*Written problem*.
Please repeat, word for word, the part of the rows below that opens with the line containing "dog's eye, a" and closes with the line containing "[[247, 39]]", with both of those lines included.

*Excerpted records*.
========================
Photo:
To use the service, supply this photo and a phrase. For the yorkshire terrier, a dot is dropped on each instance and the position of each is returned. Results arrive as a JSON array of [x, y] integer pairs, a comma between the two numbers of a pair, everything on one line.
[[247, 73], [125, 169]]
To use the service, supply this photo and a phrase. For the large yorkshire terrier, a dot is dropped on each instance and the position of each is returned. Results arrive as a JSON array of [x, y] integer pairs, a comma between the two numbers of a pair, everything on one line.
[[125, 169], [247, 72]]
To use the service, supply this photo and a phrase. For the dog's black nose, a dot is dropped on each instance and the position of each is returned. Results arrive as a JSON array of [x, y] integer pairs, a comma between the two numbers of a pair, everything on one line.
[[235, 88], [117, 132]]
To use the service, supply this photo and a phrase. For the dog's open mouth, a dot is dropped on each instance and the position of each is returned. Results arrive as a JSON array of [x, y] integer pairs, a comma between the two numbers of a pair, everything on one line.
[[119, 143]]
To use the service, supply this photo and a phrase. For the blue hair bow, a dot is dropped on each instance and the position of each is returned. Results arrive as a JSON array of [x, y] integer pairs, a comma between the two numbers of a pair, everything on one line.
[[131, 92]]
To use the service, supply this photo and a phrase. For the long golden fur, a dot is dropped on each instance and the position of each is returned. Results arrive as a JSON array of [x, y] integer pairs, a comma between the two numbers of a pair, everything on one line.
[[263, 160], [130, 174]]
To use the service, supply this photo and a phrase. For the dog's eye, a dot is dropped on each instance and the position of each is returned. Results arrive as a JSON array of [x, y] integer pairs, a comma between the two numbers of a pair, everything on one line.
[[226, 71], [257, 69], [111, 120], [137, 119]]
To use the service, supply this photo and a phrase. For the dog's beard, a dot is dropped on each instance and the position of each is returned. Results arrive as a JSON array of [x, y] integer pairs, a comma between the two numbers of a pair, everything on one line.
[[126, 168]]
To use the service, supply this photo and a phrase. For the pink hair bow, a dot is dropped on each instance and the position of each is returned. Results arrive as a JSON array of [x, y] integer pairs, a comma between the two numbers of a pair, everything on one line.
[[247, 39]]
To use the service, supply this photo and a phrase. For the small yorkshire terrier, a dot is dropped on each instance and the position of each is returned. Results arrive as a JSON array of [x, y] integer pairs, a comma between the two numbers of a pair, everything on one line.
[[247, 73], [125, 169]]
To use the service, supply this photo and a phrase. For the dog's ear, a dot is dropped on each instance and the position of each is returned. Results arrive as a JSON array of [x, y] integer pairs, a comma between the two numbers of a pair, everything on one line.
========================
*Complete answer*.
To use the service, supply this photo and a phrase. For the dog's eye, a dot is dropped on each instance and the position of each is returned. Results arrive as a JSON array of [x, y] integer pairs, a comma between the two numbers of a pair, everything on one line.
[[226, 71], [257, 69], [111, 120], [137, 119]]
To use the service, supply this photo and a phrase. For the dog's beard, a dot is dropped on each instance and the position of each is returned. Results arrive as a JSON array of [x, y] integer pairs, a comma between the two numbers of a pair, everything on one line.
[[126, 168]]
To use the service, supply this photo and a phrase. For the pink hair bow, a dot is dropped on each instance and the position of each is returned. Results arrive as a JSON array of [x, y] integer pairs, a comma between the two numbers of a pair, everything on one line.
[[247, 39]]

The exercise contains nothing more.